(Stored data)
begin

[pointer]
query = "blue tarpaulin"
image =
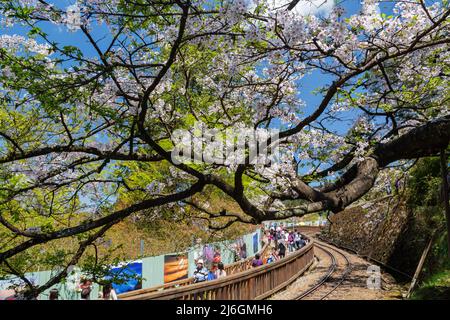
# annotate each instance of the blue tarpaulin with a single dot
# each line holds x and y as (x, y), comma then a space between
(131, 269)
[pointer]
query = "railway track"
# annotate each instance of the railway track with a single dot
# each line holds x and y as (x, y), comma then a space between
(321, 289)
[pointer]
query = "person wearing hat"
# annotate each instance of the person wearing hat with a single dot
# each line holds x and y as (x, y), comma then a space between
(200, 273)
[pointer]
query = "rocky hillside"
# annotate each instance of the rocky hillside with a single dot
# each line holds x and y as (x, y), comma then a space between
(372, 229)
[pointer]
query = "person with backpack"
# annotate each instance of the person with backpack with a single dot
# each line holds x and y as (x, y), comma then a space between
(220, 272)
(297, 240)
(291, 241)
(281, 249)
(273, 256)
(257, 261)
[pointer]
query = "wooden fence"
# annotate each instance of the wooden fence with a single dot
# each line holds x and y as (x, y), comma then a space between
(255, 283)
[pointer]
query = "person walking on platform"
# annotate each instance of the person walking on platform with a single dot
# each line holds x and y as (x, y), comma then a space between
(201, 273)
(220, 272)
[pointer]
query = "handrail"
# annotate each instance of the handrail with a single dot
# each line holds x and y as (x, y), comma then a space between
(231, 268)
(255, 283)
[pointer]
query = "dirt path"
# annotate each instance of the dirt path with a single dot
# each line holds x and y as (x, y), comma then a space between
(350, 275)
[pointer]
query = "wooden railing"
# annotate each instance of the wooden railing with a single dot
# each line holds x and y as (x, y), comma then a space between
(231, 268)
(256, 283)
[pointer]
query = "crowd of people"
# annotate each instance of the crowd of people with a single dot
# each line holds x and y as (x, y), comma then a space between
(280, 240)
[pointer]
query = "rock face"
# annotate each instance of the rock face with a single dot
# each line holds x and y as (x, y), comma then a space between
(372, 229)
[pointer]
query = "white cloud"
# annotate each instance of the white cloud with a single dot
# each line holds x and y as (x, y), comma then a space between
(306, 7)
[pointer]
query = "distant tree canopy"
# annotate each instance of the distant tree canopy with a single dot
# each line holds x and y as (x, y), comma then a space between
(88, 120)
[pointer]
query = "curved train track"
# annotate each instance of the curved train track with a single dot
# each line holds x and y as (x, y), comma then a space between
(320, 290)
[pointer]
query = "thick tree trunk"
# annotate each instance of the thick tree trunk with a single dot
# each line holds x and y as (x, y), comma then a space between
(444, 173)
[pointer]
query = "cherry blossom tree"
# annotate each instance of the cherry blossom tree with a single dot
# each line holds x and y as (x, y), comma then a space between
(86, 124)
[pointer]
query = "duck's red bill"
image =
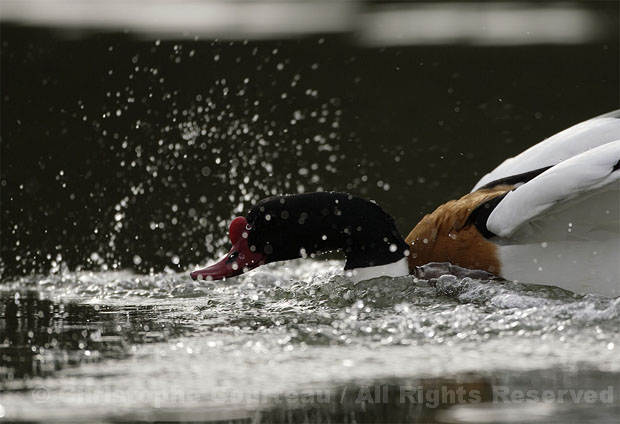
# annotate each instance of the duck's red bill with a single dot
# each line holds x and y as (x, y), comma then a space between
(240, 259)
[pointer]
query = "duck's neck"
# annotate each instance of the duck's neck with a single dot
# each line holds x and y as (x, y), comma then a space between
(399, 268)
(288, 227)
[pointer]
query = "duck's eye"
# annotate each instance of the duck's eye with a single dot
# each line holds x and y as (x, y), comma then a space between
(232, 257)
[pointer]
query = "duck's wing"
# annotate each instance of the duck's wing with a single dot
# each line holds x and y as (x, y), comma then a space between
(576, 198)
(563, 145)
(562, 227)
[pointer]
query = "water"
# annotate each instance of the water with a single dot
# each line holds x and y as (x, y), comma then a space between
(124, 158)
(299, 342)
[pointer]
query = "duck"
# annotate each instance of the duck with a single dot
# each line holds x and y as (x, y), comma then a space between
(548, 216)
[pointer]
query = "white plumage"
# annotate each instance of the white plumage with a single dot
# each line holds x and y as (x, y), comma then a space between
(563, 226)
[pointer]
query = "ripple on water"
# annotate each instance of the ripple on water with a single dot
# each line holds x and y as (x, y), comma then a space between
(302, 324)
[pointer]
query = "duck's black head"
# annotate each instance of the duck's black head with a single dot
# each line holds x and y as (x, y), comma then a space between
(288, 227)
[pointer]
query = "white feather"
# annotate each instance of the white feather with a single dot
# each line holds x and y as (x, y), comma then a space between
(395, 269)
(564, 145)
(562, 228)
(576, 178)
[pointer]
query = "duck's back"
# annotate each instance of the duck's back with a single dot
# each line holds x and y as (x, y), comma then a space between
(550, 216)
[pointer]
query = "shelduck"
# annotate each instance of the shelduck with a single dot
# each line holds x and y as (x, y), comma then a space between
(550, 216)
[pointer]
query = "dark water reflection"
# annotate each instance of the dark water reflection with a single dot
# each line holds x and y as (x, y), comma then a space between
(40, 336)
(121, 152)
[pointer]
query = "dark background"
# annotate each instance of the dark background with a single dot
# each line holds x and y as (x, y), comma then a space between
(121, 152)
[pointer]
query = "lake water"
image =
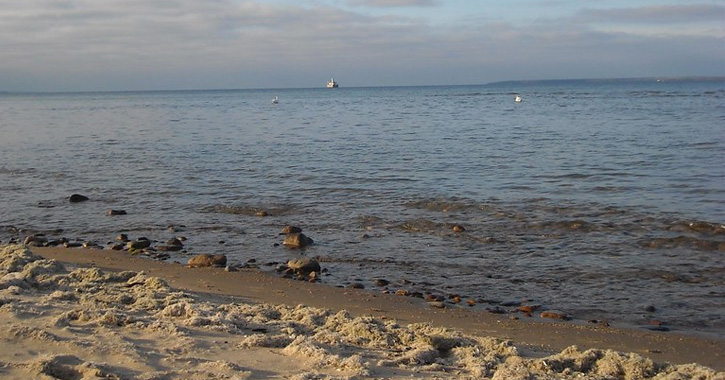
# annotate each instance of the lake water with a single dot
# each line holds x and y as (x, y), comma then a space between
(605, 200)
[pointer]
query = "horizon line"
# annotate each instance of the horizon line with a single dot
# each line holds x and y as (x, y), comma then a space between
(713, 78)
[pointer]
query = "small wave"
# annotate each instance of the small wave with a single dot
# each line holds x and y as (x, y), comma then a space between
(698, 226)
(686, 242)
(251, 210)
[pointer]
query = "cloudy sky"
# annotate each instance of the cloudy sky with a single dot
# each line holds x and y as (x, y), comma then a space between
(81, 45)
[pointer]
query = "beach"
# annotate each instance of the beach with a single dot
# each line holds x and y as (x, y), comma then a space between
(89, 313)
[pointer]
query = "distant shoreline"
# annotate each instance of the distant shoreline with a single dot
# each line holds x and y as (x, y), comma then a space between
(519, 82)
(609, 80)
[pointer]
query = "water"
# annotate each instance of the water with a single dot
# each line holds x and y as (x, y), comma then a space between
(595, 198)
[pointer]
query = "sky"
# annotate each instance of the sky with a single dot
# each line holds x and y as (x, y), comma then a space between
(109, 45)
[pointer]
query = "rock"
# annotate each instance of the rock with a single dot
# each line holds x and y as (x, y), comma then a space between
(207, 260)
(75, 198)
(304, 265)
(169, 248)
(35, 241)
(138, 244)
(555, 314)
(91, 245)
(528, 308)
(297, 240)
(290, 230)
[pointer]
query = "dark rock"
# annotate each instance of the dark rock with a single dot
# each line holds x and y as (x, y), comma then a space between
(91, 245)
(75, 198)
(207, 260)
(657, 328)
(35, 241)
(528, 308)
(304, 265)
(496, 310)
(297, 240)
(174, 242)
(169, 248)
(138, 244)
(290, 230)
(555, 314)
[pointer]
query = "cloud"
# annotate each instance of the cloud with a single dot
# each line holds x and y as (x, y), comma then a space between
(664, 14)
(393, 3)
(177, 44)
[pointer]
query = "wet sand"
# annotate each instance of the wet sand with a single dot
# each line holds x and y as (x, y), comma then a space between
(249, 324)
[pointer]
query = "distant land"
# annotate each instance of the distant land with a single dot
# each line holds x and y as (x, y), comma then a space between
(608, 80)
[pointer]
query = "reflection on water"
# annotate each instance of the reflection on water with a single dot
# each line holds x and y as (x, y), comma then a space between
(606, 202)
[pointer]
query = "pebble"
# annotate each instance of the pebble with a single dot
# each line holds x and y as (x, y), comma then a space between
(528, 308)
(290, 230)
(75, 198)
(297, 240)
(207, 260)
(555, 314)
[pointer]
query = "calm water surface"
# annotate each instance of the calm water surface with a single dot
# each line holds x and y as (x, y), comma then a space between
(597, 199)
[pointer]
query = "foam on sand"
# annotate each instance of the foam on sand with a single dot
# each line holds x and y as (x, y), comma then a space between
(84, 323)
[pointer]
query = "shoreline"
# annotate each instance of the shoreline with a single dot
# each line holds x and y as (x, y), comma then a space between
(533, 338)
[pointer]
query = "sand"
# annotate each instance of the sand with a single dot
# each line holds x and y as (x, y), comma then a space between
(85, 314)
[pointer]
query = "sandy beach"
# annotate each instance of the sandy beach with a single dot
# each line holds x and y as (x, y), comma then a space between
(85, 313)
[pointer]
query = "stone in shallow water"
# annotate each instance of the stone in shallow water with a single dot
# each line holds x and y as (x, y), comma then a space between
(297, 240)
(75, 198)
(304, 265)
(207, 260)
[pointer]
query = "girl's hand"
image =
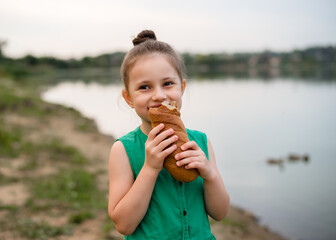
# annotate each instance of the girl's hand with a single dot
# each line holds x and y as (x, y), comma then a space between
(157, 147)
(193, 157)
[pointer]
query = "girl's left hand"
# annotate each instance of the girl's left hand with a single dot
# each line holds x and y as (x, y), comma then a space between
(193, 157)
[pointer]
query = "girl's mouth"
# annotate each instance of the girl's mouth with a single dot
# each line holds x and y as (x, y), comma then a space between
(155, 106)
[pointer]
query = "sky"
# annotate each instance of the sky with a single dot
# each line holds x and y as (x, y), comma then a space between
(77, 28)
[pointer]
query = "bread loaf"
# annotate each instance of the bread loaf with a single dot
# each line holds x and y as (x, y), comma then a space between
(169, 115)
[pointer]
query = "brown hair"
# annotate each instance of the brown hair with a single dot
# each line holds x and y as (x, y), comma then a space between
(145, 44)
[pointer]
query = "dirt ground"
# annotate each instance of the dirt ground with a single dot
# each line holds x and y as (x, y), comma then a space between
(16, 194)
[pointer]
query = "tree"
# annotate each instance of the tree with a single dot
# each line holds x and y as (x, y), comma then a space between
(2, 44)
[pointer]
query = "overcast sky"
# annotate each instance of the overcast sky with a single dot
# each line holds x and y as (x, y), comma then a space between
(75, 28)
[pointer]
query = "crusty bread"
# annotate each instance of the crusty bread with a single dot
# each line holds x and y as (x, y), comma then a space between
(169, 115)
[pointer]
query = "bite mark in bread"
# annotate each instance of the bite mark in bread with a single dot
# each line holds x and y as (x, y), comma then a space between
(169, 114)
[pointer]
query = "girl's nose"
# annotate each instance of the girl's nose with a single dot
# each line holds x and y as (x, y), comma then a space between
(159, 95)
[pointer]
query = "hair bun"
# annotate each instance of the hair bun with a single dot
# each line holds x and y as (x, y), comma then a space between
(144, 36)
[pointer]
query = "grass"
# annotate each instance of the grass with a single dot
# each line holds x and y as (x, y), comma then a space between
(79, 217)
(74, 187)
(41, 230)
(235, 224)
(11, 141)
(60, 152)
(6, 180)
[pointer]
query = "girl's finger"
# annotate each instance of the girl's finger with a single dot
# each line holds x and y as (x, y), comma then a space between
(189, 145)
(186, 154)
(162, 136)
(186, 161)
(165, 143)
(168, 151)
(155, 131)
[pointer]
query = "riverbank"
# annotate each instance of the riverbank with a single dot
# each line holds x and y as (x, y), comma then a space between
(54, 176)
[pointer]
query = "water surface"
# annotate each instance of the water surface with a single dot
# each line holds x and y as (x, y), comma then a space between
(248, 122)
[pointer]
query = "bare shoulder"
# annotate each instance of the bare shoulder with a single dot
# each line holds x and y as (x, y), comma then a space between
(118, 161)
(211, 152)
(120, 174)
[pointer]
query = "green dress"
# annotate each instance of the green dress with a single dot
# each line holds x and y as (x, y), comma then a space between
(176, 210)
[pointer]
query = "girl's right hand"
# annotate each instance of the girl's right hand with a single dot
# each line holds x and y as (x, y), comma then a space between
(156, 147)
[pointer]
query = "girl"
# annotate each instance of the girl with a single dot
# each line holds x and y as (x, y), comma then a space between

end

**Aim**
Select every line in the items above that contains the string "distant", and copy those lines unchanged.

**Written solution**
query = "distant tree canopy"
# annotate each instance of the distant tree canopy with a single dot
query = "distant shoreline"
# annotate each instance of the distant shoreline with a single dot
query = "distant land"
# annotate each instance of the distant land with a single dot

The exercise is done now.